**TASK INSTRUCTIONS:** Rewrite the paragraph that begins "The loan was made on 19 September 2013" from the text on proposed pleadings below as a brief list that keeps its main facts.

** Begin TEXT **

The proposed pleadings

  1. The significant difference between the proposed pleadings and those that I had dealt with in my earlier judgment is that the representations relied upon by the defendants are now all contained within the proposed cross-claim. The defence simply responds to paragraphs in the amended statement of claim by admitting, not admitting or denying allegations in that statement of claim, and by denying that the various agreements (the deed of loan, the variation deed and the mortgage) were enforceable. An accounting issue is also raised.

  2. In relation to the cross-claim, the significant change is that the representations alleged against the plaintiff are now confined to an email sent by the director of the plaintiff, Mr Cacciola, on 3 March 2014. The remaining representations, alleged to have been made by Mr Lazar and Mr Rod, are not to be brought home to the plaintiff. Rather, they are pleaded as the basis of causes of action against those individuals and, in Mr Rod’s case, his law firm also.

  3. The only other claim made against the plaintiff arises from what is alleged to be the giving of independent legal advice by Mr Rod at the time the deed of loan was entered into on 19 September 2013. In that respect, Mr Rod is alleged to have acted as the plaintiff’s solicitor.

  4. Neither the defence nor the cross-claim puts in issue the repayment of the principal sum. The defendants accept that the balance of the principal sum must be paid.

  5. The loan was made on 19 September 2013 with an expiry date of 19 December 2013. That was extended on two occasions so that loan became repayable on 18 June 2014. Although half of the principal sum, $150,000.00, was paid on 29 July 2014, other amounts paid both before and after that time were payments of interest. The result is that the defendants have been in default for almost five years and with no defence to that aspect of the claim raised.

** End TEXT **
** Begin RECORDED DATA **

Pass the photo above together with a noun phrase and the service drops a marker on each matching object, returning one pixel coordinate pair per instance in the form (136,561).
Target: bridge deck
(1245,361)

** End RECORDED DATA **

**ANSWER TO THE EXERCISE:**
- The loan was made on 19 September 2013 and was due to expire on 19 December 2013.
- It was extended twice, making it repayable on 18 June 2014.
- Half of the principal sum, $150,000.00, was paid on 29 July 2014. Other payments made before and after that date were interest.
- As a result, the defendants have been in default for almost five years and have raised no defence to that part of the claim.